[Saved entries]
^^^^^^^^
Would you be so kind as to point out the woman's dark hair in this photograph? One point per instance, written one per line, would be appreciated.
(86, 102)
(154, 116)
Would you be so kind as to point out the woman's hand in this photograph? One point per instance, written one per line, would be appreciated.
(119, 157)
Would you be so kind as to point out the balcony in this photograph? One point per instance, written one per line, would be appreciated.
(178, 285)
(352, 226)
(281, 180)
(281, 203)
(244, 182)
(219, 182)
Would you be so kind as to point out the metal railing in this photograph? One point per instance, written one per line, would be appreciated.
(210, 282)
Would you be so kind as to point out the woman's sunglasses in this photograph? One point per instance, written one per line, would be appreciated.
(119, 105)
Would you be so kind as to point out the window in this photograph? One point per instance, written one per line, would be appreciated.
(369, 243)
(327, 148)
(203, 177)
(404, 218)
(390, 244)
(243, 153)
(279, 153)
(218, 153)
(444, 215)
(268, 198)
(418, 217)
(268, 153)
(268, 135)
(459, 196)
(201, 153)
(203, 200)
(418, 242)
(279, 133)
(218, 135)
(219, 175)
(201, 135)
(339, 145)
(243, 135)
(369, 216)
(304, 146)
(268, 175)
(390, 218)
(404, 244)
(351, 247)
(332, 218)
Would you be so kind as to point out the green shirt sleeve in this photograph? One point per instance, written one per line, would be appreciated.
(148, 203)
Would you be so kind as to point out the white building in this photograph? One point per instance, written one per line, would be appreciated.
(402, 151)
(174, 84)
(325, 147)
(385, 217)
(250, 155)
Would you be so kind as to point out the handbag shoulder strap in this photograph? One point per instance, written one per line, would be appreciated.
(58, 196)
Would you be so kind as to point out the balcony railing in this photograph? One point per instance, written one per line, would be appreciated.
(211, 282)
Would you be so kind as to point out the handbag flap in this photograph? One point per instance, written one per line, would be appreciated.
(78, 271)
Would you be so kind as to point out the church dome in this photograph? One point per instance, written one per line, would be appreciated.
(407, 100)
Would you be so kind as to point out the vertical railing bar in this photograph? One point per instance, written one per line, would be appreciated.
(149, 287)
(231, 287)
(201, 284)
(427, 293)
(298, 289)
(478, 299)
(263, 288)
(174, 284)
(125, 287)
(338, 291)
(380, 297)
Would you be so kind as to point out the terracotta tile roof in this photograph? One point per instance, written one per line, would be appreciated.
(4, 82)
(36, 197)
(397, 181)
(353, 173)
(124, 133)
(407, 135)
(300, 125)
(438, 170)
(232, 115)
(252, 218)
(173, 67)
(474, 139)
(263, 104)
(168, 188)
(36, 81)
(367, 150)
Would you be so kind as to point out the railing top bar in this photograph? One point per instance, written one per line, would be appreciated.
^^^^^^^^
Work to be completed →
Each line of the data must be returned exactly.

Answer space →
Would you be so kind as to point out the woman's dark hair in this photograph? One point per instance, written one per line, would be appreciated.
(86, 102)
(154, 116)
Would you be so kind as to point out the woman's hand in this photograph? One point per instance, written one per line, would be appreciated.
(119, 157)
Would you be so kind as to point out the balcony in this photograph? One point per instance, written one per line, would be appreciated.
(178, 285)
(352, 226)
(281, 180)
(281, 203)
(244, 182)
(219, 182)
Would you be so kind as to point out the metal railing in this photograph? One point per instance, written one per line, would be appreciated.
(210, 282)
Would you be so kind as to point out the woman's sunglasses in this photograph? One point per instance, written one per line, would be appreciated.
(119, 105)
Would you be so kind as to point out the window in this photograph? One point per instance, written one per line, would be appreciated.
(369, 243)
(327, 148)
(203, 177)
(404, 218)
(390, 244)
(243, 153)
(279, 153)
(218, 153)
(444, 215)
(268, 198)
(418, 217)
(268, 153)
(268, 135)
(459, 196)
(201, 153)
(203, 200)
(418, 242)
(279, 133)
(218, 135)
(219, 175)
(201, 135)
(339, 145)
(243, 135)
(369, 216)
(304, 146)
(268, 175)
(390, 218)
(404, 244)
(351, 247)
(332, 218)
Would you be so kind as to point out the green shirt sleeve in this photograph? One point per instance, written one per line, would be appreciated.
(148, 203)
Would you be so kind as to point out the white building in this photograph? One point per instance, written one per line, would be appreciated.
(402, 151)
(174, 84)
(325, 147)
(385, 217)
(250, 155)
Would you be so kind as to point out the handbag shoulder strap in this photograph? One point per instance, written one per line, would be appreciated.
(58, 196)
Would you be so kind as to point out the balcony railing in this photograph? One point per instance, written one per line, would be appreciated.
(211, 282)
Would you be so kind as to point out the handbag flap in this photograph? One point per instance, written one per line, would be appreciated.
(78, 271)
Would you be so kind as to point out the church dome in this photograph? One point per instance, written one per line, would be appreciated.
(407, 100)
Would you be so kind as to point out the vertical railing bar in this photograph? One point per instance, written one per line, would be appreciated.
(149, 287)
(231, 287)
(201, 284)
(427, 293)
(298, 289)
(478, 299)
(263, 288)
(174, 284)
(125, 287)
(338, 291)
(380, 297)
Would you be so kind as to point out the terracotta tile roof in this photograph? One point per instance, written one per line, would be appreciated.
(4, 82)
(36, 197)
(397, 181)
(353, 173)
(124, 133)
(407, 135)
(300, 125)
(438, 170)
(232, 115)
(252, 218)
(173, 67)
(474, 139)
(263, 104)
(168, 188)
(36, 81)
(367, 150)
Would you be so kind as to point out the railing top bar in this photograph? One point per instance, written one per line, would be appreciated.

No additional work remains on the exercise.